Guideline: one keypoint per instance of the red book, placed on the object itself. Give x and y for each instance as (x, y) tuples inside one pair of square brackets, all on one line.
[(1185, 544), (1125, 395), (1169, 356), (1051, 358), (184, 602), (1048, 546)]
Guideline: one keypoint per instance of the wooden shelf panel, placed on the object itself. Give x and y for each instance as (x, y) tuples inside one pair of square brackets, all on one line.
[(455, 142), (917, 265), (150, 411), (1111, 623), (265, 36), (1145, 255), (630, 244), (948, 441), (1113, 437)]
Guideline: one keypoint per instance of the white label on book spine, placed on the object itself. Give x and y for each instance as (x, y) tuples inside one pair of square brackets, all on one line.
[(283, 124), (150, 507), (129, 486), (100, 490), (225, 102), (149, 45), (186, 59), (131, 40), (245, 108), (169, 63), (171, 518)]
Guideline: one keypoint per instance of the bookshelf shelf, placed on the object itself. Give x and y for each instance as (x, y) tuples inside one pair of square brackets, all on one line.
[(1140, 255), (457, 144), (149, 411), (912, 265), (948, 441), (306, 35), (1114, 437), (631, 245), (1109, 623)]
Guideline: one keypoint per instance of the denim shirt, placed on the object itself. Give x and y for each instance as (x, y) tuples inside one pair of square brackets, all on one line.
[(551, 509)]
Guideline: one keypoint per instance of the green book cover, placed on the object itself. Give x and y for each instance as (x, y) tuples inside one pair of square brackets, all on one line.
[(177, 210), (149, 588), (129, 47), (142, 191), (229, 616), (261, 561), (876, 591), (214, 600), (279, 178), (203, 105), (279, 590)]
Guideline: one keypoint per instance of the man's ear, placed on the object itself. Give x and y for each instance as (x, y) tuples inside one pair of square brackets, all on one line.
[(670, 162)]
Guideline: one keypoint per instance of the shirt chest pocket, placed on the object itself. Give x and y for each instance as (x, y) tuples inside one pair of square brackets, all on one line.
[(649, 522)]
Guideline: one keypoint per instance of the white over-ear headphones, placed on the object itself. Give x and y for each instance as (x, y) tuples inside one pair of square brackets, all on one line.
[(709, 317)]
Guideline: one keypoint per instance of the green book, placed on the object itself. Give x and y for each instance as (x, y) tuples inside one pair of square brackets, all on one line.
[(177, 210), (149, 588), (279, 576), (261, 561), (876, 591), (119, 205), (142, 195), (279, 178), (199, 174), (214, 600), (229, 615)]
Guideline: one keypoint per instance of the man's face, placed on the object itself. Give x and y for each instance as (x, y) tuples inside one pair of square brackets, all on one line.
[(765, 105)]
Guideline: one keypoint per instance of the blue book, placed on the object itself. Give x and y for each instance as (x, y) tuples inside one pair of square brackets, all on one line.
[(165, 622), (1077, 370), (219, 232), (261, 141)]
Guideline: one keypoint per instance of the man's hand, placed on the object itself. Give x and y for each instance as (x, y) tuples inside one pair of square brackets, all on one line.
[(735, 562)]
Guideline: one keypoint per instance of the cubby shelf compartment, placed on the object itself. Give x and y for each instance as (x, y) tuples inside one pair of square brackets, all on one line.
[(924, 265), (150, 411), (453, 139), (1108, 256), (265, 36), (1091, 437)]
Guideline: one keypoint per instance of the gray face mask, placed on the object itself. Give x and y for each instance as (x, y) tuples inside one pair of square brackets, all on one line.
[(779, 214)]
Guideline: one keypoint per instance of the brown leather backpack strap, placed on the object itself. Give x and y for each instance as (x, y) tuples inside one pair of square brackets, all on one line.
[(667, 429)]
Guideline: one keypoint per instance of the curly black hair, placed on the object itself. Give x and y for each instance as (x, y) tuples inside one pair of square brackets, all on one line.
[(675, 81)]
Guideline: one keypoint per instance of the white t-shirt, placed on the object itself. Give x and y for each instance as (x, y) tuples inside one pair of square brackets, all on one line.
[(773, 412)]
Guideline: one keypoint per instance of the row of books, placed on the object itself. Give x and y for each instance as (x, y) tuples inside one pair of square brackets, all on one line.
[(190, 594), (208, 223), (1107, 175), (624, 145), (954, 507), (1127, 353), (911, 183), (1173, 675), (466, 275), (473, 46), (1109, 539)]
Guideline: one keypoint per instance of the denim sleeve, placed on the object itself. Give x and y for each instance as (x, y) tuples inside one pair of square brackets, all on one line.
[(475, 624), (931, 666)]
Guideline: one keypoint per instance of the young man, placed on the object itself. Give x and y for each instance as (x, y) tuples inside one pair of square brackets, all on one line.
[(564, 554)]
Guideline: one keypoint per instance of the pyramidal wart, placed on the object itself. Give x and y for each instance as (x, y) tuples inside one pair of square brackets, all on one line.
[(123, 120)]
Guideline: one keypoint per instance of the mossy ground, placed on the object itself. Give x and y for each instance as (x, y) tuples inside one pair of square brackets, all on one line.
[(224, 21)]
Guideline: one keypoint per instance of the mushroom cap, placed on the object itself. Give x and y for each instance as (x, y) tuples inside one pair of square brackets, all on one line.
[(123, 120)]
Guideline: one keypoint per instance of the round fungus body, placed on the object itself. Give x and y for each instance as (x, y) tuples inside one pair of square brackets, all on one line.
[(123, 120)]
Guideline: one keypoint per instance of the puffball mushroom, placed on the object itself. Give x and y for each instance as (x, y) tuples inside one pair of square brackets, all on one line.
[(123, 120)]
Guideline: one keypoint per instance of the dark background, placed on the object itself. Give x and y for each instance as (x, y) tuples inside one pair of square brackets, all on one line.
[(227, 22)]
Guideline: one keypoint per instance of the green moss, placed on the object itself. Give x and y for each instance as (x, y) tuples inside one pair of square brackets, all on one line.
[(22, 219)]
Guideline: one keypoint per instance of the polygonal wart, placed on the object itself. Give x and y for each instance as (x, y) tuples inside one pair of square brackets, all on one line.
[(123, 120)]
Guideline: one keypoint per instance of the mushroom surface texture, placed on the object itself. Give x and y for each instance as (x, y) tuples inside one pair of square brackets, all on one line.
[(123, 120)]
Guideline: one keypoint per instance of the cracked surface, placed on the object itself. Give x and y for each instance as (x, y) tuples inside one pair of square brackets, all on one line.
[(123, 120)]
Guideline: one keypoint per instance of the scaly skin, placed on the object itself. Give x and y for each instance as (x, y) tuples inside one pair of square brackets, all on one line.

* **Problem**
Rewrite all of the material above as a numbered list, omitting any blank lines.

* **Solution to this task**
1. Guideline: one keypoint per instance of the red book, placed on the object itself. Give x and y for each instance as (x, y) tuples inside one pair of square brackets, all on one line.
2. [(1185, 544), (1125, 395), (1169, 356), (1051, 358), (184, 602), (1048, 546)]
3. Guideline: one keypoint per instance of the wooden shelf panel, placed on the object itself. Give x and y for each instance as (x, y) tuples inside one pair of square brackets, all on one line.
4. [(455, 142), (917, 265), (150, 411), (1111, 623), (265, 36), (1145, 255), (630, 244), (948, 441), (1113, 437)]
5. Guideline: one keypoint per instance of the white label on book spine, placed on the object itself. Give x and y for each instance as (x, y) tuples inside one pair of square brackets, all on one line.
6. [(283, 124), (150, 507), (129, 486), (100, 490), (225, 102), (149, 45), (186, 59), (131, 40), (245, 108), (169, 63), (171, 518)]
7. Guideline: one keypoint per instance of the bookshelf shelf, placed on the object itself. Give x and y for each instance as (x, y) tuples inside one pair of square brackets, all on one line.
8. [(1140, 255), (457, 144), (149, 411), (912, 265), (948, 441), (306, 35), (1114, 437), (631, 245), (1109, 623)]
9. Guideline: one keypoint per instance of the denim shirt, placed on the object itself. Give x and y for each instance as (x, y) tuples inside one pair of square brackets, all on one line.
10. [(551, 509)]
11. Guideline: one keypoint per instance of the green book cover, placed on the object itself. Give x and y for each instance as (x, y) tuples inside one pair of square brackets, all on one line.
12. [(177, 210), (149, 588), (129, 47), (142, 191), (229, 616), (261, 561), (876, 591), (214, 600), (279, 178), (203, 105), (279, 590)]
13. Guideline: one keypoint per instance of the man's ear, placed on the object itself. Give x and y for each instance as (x, y) tuples inside one pair of square brackets, all on one line.
14. [(670, 162)]
15. Guideline: one keypoint per instance of the shirt chest pocket, placed on the object itself. Give x and y for each instance as (x, y) tuples inside one pair of square brackets, all on one line.
16. [(649, 522)]
17. Guideline: one keypoint per instance of the white over-ear headphones, placed on the object itself. Give x and y for each instance as (x, y) tuples inside one pair of square brackets, all on one line.
18. [(709, 317)]
19. Guideline: one keypoint per instance of the green book, placed on the object itself. Give x and y for each instance as (x, y) tuples inside one pair of square brackets, all on one line.
20. [(177, 210), (149, 588), (279, 576), (261, 561), (876, 591), (119, 205), (142, 195), (279, 178), (199, 174), (214, 600), (229, 615)]
21. Guideline: one keypoint per instance of the man's face, placed on the object itself. Give x and y for each instance as (x, y) tuples inside one pair of square brackets, all on one line.
22. [(765, 105)]
23. Guideline: one keypoint per instance of the blue book, placed on the object itself. Give x and y for each instance as (x, y) tuples inside one pair of square brackets, all on one line.
24. [(165, 622), (1077, 370), (219, 232), (261, 141)]
25. Guideline: one keypoint per instance of the man's hand, placed on the object itself. Give x and y for each instance as (x, y) tuples inside one pair of square brackets, all on one line.
26. [(735, 562)]
27. Guideline: one keypoint per instance of the cubby shelf compartment, placed on the object itself. Give x and y for each instance as (x, y) tuples inside one pair of square brackets, all on one line.
28. [(924, 265), (150, 411), (453, 139), (1108, 256), (265, 36), (1091, 437)]
29. Guideline: one keypoint per instance of the gray face mask, placed on the object itself. Give x and y for each instance as (x, y) tuples inside one pair of square brackets, all on one line.
30. [(779, 214)]
31. Guideline: one keypoint per instance of the brown leather backpack strap, placed on the object itself. Give x and y for each instance as (x, y) tuples inside one pair of square brackets, all on one line.
32. [(667, 429)]
33. Guideline: one keypoint per instance of the curly black hair, placed on the object itself. Give x and y for each instance as (x, y) tuples inside one pair of square brackets, all on one line.
34. [(675, 81)]
35. Guideline: one keypoint per instance of the white t-shirt, placed on the object itself. Give x and y for each instance as (x, y) tuples inside one pair of square brackets, all on one line.
36. [(773, 412)]
37. Guideline: one keypoint per instance of the row of books, placed on the object itself. Give x and y for each instance as (x, y) tuples inside one pair of square brackets, all on one line.
38. [(190, 594), (208, 223), (1107, 175), (624, 145), (954, 507), (1127, 353), (911, 183), (1173, 675), (466, 275), (473, 46), (1109, 539)]
39. Guideline: one keypoint per instance of the denim sleeve, placed on the object itself. Give x and y for each instance as (x, y) tuples inside one pair of square brackets, all on one line.
40. [(475, 624), (931, 666)]
41. Guideline: one keypoint per instance of the young man, placed on the object itself. Give x and y for each instance as (x, y) tuples inside one pair of square brackets, all on one line.
42. [(564, 554)]
43. Guideline: one keypoint per instance of the pyramidal wart, placed on the object itself. Give x and y for each instance as (x, y) tuples inside one pair of square brackets, all on one line.
44. [(123, 120)]
45. Guideline: one keypoint per instance of the mossy ground, placed on the object itself. Give x and y for each instance as (x, y) tuples inside one pair of square brackets, all on one line.
46. [(224, 21)]
47. Guideline: one keypoint per instance of the mushroom cap, placed on the object itself. Give x and y for each instance as (x, y) tuples inside one pair of square brackets, all on one line.
48. [(123, 120)]
49. Guideline: one keypoint per instance of the round fungus body, placed on the object itself. Give x and y for each instance as (x, y) tuples inside one pair of square brackets, all on one line.
50. [(123, 120)]
51. Guideline: one keypoint per instance of the puffball mushroom, placed on the object itself. Give x and y for each instance as (x, y) tuples inside one pair of square brackets, all on one line.
52. [(123, 120)]
53. Guideline: one keypoint per instance of the dark background, placed on the object itself. Give x and y for each instance as (x, y) tuples inside one pair of square brackets, all on one line.
54. [(227, 22)]
55. Guideline: one keypoint per instance of the green moss, placed on the object itself. Give x and y for each instance as (x, y) tuples inside one pair of square brackets, all on one line.
56. [(22, 219)]
57. Guideline: one keypoint per instance of the polygonal wart, placed on the object itself. Give x and y for each instance as (x, y) tuples inside one pair of square brackets, all on one line.
58. [(123, 120)]
59. Guideline: one keypoint per instance of the mushroom surface texture, placed on the object itself. Give x and y for each instance as (x, y) tuples inside one pair of square brackets, all on one line.
60. [(123, 120)]
61. Guideline: one keypoint per instance of the cracked surface, placed on the object itself. Give x and y for each instance as (x, y) tuples inside one pair of square brackets, all on one line.
62. [(123, 120)]
63. Guideline: one keypoint per instance of the scaly skin, placed on the object itself. Give x and y for each instance as (x, y) tuples inside one pair of square brackets, all on one line.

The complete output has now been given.